- DATASET ENTRIES:
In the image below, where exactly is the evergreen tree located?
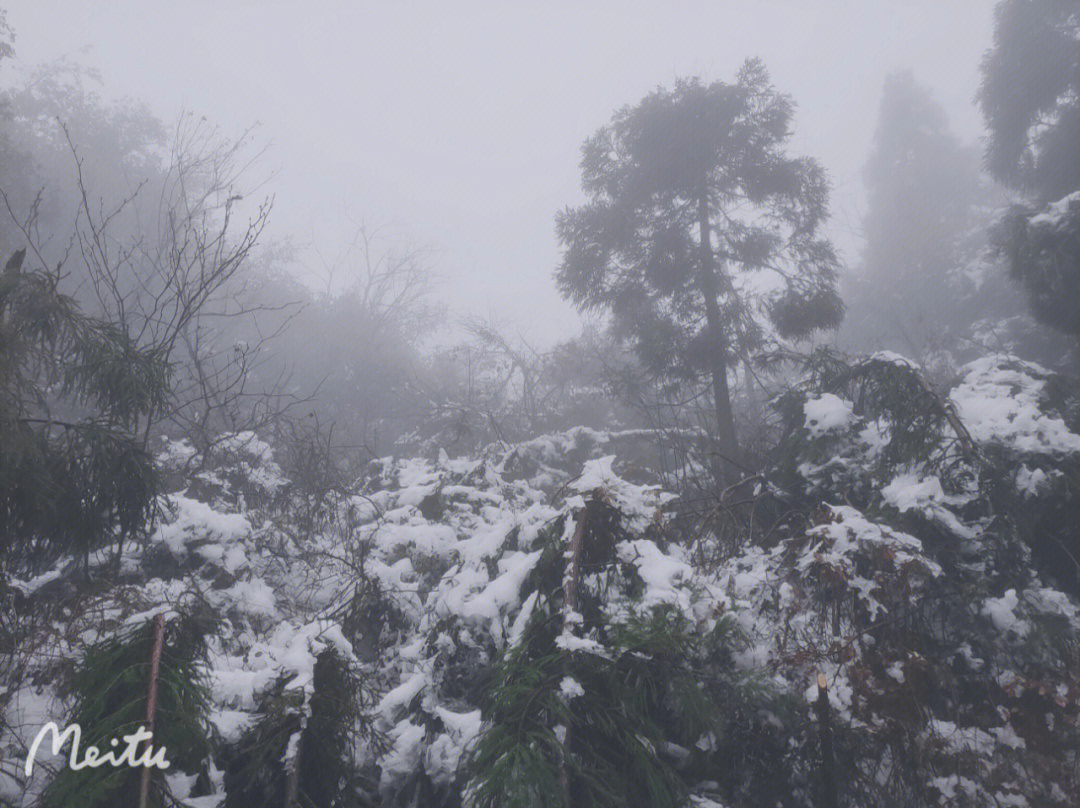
[556,60,843,477]
[978,0,1080,337]
[41,616,213,808]
[0,251,168,566]
[845,71,986,360]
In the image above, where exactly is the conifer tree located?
[41,616,213,808]
[0,251,170,566]
[978,0,1080,338]
[555,59,843,477]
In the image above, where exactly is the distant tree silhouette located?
[556,59,843,486]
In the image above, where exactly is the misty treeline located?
[0,0,1080,808]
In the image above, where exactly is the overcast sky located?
[0,0,994,339]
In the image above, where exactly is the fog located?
[2,0,993,342]
[0,0,1080,808]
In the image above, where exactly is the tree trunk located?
[698,193,739,485]
[814,673,839,808]
[558,504,589,808]
[138,614,165,808]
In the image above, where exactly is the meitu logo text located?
[26,722,168,777]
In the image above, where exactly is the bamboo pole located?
[814,673,839,808]
[558,506,589,808]
[138,612,165,808]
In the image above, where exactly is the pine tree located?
[0,251,170,567]
[978,0,1080,337]
[556,60,843,477]
[842,71,1002,361]
[41,616,213,808]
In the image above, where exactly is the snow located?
[881,472,978,539]
[150,495,252,557]
[558,676,585,701]
[982,589,1030,637]
[1027,191,1080,228]
[949,354,1080,455]
[802,393,852,437]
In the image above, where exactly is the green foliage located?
[467,501,726,808]
[41,617,212,808]
[470,609,716,808]
[978,0,1080,203]
[225,648,372,808]
[840,71,1024,363]
[0,251,170,566]
[978,0,1080,337]
[555,59,843,466]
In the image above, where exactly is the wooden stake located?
[138,614,165,808]
[814,673,839,808]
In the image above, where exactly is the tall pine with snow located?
[555,59,843,486]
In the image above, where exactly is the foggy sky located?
[0,0,994,340]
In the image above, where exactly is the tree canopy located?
[555,59,843,479]
[978,0,1080,337]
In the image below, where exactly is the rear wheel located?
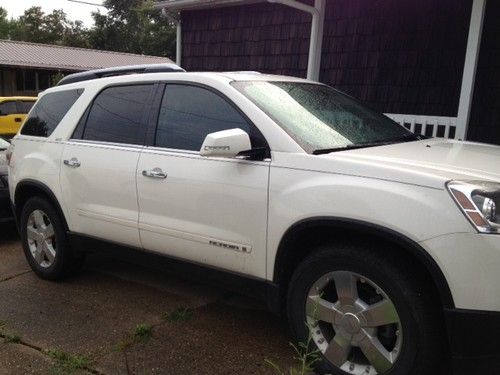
[20,197,84,280]
[287,245,443,375]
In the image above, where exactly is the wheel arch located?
[14,179,69,231]
[273,217,455,308]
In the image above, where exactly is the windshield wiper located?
[312,133,427,155]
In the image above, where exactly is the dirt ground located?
[0,225,294,375]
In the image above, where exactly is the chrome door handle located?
[142,168,167,179]
[63,158,82,168]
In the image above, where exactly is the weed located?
[115,324,153,352]
[3,334,21,344]
[265,298,321,375]
[165,307,193,322]
[45,349,91,375]
[134,324,153,341]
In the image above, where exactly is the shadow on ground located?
[0,226,293,375]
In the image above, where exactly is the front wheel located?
[287,245,443,375]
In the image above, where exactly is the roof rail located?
[56,63,185,86]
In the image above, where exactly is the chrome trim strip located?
[66,139,144,151]
[142,146,271,166]
[139,223,252,254]
[76,208,137,229]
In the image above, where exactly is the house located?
[156,0,500,144]
[0,40,172,96]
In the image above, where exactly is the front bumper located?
[445,309,500,375]
[420,233,500,375]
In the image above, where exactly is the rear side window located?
[0,102,17,116]
[21,90,83,137]
[17,100,35,114]
[81,85,153,145]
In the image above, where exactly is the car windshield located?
[232,81,421,154]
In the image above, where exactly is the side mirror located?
[200,129,252,158]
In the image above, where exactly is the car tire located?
[20,197,85,280]
[287,244,446,375]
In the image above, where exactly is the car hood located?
[273,138,500,189]
[329,139,500,188]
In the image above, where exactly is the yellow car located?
[0,96,37,138]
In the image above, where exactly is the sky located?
[0,0,105,27]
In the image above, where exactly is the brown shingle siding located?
[183,0,472,116]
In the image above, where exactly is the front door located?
[137,84,269,278]
[61,84,154,247]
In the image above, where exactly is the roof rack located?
[56,63,185,86]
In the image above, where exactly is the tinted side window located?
[82,85,153,144]
[17,100,35,114]
[21,90,82,137]
[0,102,17,116]
[155,84,265,151]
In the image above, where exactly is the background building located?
[158,0,500,144]
[0,40,172,96]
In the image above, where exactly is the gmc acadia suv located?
[8,66,500,375]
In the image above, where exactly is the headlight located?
[447,181,500,233]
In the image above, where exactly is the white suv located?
[8,67,500,375]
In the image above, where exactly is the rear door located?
[0,100,20,135]
[137,83,270,278]
[61,84,155,247]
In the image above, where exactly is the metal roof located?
[0,39,173,71]
[155,0,266,10]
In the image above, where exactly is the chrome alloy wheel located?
[26,210,56,268]
[306,271,403,375]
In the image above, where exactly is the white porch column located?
[456,0,487,139]
[175,17,182,66]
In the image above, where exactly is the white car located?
[8,66,500,375]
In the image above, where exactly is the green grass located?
[3,334,21,344]
[45,349,92,375]
[165,307,193,323]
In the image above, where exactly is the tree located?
[0,7,11,39]
[0,0,175,57]
[89,0,175,57]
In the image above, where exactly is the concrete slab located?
[0,238,293,375]
[119,302,293,374]
[0,271,188,357]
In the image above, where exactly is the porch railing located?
[385,113,465,139]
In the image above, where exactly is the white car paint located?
[9,73,500,311]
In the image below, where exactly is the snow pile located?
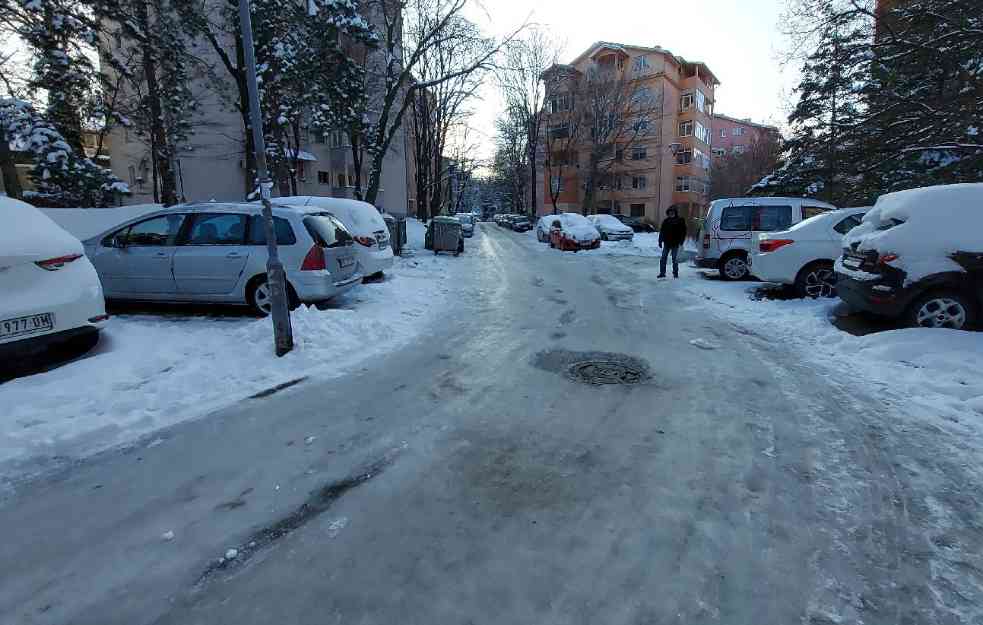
[0,220,468,474]
[0,197,82,268]
[837,183,983,283]
[44,204,163,241]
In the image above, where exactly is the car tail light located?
[300,245,328,271]
[877,254,898,265]
[34,254,82,271]
[758,239,795,252]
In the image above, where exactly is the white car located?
[0,197,109,362]
[587,215,635,241]
[696,197,836,280]
[749,207,870,297]
[273,195,393,278]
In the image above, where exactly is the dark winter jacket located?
[659,217,686,247]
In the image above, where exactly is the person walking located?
[659,208,686,278]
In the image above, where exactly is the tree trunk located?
[0,125,24,200]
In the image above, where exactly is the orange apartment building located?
[536,42,720,223]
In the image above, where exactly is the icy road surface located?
[0,224,983,625]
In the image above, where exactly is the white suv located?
[696,197,836,280]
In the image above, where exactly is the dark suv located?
[836,243,983,330]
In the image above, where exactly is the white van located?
[273,195,393,278]
[696,197,836,280]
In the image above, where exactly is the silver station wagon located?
[83,202,362,315]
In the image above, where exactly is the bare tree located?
[498,27,559,218]
[710,133,781,200]
[348,0,521,203]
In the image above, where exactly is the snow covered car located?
[550,213,601,252]
[0,197,109,361]
[587,215,635,241]
[273,195,394,278]
[748,207,870,297]
[696,197,836,280]
[836,183,983,330]
[84,202,362,315]
[536,215,556,243]
[509,215,532,232]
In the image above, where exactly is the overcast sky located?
[471,0,795,162]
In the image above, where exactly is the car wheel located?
[720,254,748,280]
[795,261,836,299]
[908,291,976,330]
[246,276,300,317]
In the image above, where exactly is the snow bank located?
[844,183,983,283]
[0,197,83,267]
[0,220,468,475]
[43,204,163,241]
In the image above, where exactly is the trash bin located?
[425,215,464,256]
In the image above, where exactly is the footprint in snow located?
[689,339,720,350]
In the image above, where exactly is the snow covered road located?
[0,224,983,625]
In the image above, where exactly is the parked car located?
[457,213,475,237]
[614,215,656,232]
[0,197,109,363]
[550,213,601,252]
[84,202,362,315]
[509,215,532,232]
[274,196,394,278]
[536,215,556,243]
[748,207,870,297]
[836,183,983,330]
[696,197,836,280]
[587,215,635,241]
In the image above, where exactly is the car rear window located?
[304,213,352,247]
[246,215,297,245]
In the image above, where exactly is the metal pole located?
[239,0,294,356]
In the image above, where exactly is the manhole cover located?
[567,360,646,384]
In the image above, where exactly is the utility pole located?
[239,0,294,356]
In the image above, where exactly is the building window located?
[693,122,710,145]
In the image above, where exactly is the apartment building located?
[712,113,781,158]
[536,42,720,222]
[103,6,411,215]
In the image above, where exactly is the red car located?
[550,213,601,252]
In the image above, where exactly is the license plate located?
[0,313,55,339]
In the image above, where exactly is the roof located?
[713,113,780,132]
[571,41,720,85]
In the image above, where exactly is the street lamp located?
[239,0,294,356]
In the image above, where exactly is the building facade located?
[536,42,720,223]
[712,113,781,158]
[103,4,411,215]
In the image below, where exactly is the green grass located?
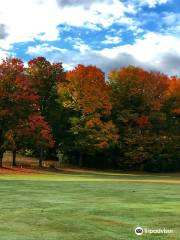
[0,172,180,240]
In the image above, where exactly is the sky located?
[0,0,180,76]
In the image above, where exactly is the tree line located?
[0,57,180,171]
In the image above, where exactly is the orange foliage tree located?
[59,65,118,165]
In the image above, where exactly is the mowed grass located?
[0,172,180,240]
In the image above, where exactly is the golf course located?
[0,168,180,240]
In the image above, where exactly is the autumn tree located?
[26,57,65,158]
[109,66,169,169]
[0,58,38,167]
[59,65,118,166]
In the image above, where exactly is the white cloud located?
[44,32,180,75]
[73,42,90,54]
[26,43,67,55]
[101,35,121,44]
[0,0,138,49]
[129,0,169,8]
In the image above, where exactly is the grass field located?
[0,172,180,240]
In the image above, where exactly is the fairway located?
[0,171,180,240]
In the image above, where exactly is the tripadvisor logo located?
[135,227,144,236]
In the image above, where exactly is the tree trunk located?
[12,150,17,167]
[39,146,43,168]
[0,151,4,168]
[78,154,83,167]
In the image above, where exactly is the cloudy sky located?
[0,0,180,75]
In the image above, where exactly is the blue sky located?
[0,0,180,75]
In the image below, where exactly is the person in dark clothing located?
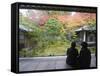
[79,42,91,68]
[66,42,78,67]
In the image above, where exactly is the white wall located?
[0,0,100,76]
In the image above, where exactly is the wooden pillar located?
[83,31,86,42]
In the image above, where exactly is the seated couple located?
[66,42,91,68]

- EXERCISE INSTRUCTIONS: Please reproduce, verbatim, the data from the line with "In the image above, where exactly is the side" to the line with "[61,84,154,247]", including both of those lines.

- REPLY TO THE EXERCISE:
In the image above, where exactly is the side mirror located?
[200,129,252,158]
In the image above, where exactly is the car tire located?
[20,197,85,280]
[287,244,446,375]
In the image above, where exactly is the car hood located?
[273,138,500,189]
[329,139,500,188]
In the image above, where exactly is the yellow car located?
[0,96,37,138]
In the image above, where exactly is the sky located?
[0,0,105,27]
In the image above, where exactly is the brown shingle siding located?
[183,0,472,116]
In the image above, where exactly is the front door located?
[137,84,269,278]
[61,84,154,247]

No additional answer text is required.